WRITTEN REQUEST:
Quote the following listing back word for word, keeping every line as it stands.
──────────
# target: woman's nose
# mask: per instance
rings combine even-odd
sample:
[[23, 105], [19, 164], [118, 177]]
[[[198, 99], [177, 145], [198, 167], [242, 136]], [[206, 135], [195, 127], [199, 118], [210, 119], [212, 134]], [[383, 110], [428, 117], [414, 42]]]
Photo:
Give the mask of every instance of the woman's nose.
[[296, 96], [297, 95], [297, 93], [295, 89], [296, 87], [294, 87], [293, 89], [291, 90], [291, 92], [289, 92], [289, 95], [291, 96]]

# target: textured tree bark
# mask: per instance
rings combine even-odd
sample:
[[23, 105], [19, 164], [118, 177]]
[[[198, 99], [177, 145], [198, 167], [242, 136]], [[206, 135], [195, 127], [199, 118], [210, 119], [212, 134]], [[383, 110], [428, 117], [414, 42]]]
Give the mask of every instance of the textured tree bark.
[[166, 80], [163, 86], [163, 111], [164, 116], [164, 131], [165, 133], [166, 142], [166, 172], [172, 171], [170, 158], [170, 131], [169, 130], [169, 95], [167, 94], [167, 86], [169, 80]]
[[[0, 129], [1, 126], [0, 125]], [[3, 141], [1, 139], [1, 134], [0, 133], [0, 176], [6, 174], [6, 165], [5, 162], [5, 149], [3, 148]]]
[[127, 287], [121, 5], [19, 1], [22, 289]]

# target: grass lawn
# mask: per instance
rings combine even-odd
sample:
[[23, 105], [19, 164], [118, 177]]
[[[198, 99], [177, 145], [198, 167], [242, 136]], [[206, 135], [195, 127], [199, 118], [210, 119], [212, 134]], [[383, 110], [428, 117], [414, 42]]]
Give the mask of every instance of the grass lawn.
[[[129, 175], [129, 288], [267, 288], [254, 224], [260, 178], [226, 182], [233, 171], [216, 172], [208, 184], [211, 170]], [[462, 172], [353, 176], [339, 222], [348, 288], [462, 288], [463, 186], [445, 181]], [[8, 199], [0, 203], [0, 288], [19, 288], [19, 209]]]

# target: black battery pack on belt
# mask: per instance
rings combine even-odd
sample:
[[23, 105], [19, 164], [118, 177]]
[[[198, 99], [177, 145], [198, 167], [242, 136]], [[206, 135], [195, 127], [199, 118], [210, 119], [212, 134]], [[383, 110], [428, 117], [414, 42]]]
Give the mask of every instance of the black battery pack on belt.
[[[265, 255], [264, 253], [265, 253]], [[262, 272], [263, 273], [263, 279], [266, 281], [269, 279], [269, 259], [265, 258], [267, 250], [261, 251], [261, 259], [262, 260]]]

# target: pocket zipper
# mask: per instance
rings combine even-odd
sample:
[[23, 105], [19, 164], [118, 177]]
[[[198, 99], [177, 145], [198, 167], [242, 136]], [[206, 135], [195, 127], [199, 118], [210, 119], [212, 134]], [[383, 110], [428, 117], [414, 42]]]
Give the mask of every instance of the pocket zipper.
──────────
FINISHED TASK:
# target: woman's nose
# mask: per instance
rings combine even-odd
sample:
[[23, 105], [19, 164], [118, 177]]
[[[198, 99], [177, 145], [198, 167], [242, 136]], [[206, 135], [195, 127], [199, 118], [210, 119], [212, 134]], [[383, 110], [428, 117], [414, 42]]]
Photo:
Give the mask of every instance of the woman's nose.
[[296, 96], [297, 95], [297, 93], [295, 89], [296, 87], [294, 87], [293, 89], [291, 90], [291, 92], [289, 92], [289, 95], [291, 96]]

# target: textured tree bark
# mask: per instance
rings combine even-odd
sample:
[[23, 105], [19, 164], [118, 177]]
[[[198, 99], [177, 145], [198, 167], [242, 136]], [[206, 135], [195, 127], [199, 118], [210, 119], [212, 134]], [[383, 110], [428, 117], [414, 42]]]
Give the mask of every instance of the textured tree bark.
[[166, 80], [163, 86], [163, 111], [164, 116], [164, 131], [165, 133], [166, 142], [166, 172], [172, 171], [170, 158], [170, 131], [169, 130], [169, 95], [167, 94], [167, 86], [169, 80]]
[[[0, 129], [1, 126], [0, 125]], [[3, 141], [1, 139], [1, 134], [0, 133], [0, 176], [6, 174], [6, 165], [5, 162], [5, 149], [3, 148]]]
[[127, 287], [121, 5], [19, 1], [22, 289]]

# target: grass lawn
# mask: per instance
rings combine even-odd
sample:
[[23, 105], [19, 164], [118, 177]]
[[[198, 99], [177, 145], [198, 167], [242, 136]], [[206, 135], [195, 127], [199, 118], [210, 119], [212, 134]], [[383, 110], [428, 117], [414, 42]]]
Give the mask of every instance of the grass lawn.
[[[129, 175], [129, 288], [267, 288], [254, 224], [260, 178], [226, 182], [233, 171], [216, 172], [208, 184], [211, 170]], [[462, 172], [353, 176], [339, 222], [348, 288], [462, 288], [463, 186], [445, 181]], [[8, 199], [0, 203], [0, 288], [19, 288], [19, 209]]]

# target: black battery pack on belt
# mask: per instance
rings combine even-odd
sample:
[[23, 105], [19, 164], [118, 177]]
[[[198, 99], [177, 145], [198, 167], [242, 136]], [[206, 135], [195, 127], [199, 118], [210, 119], [212, 134]], [[383, 110], [428, 117], [414, 42]]]
Give the mask of every instance of the black battery pack on belt.
[[[265, 255], [264, 253], [265, 253]], [[262, 272], [263, 273], [263, 279], [266, 281], [269, 279], [269, 259], [265, 258], [267, 250], [261, 251], [261, 259], [262, 260]]]

# target: pocket zipper
# mask: per instance
rings combine even-odd
sample:
[[23, 105], [19, 164], [118, 177]]
[[[198, 99], [177, 145], [198, 167], [242, 136]], [[206, 135], [195, 127], [199, 118], [210, 119], [212, 134]], [[383, 110], [428, 117], [414, 42]]]
Give the mask of every instance of the pocket zipper.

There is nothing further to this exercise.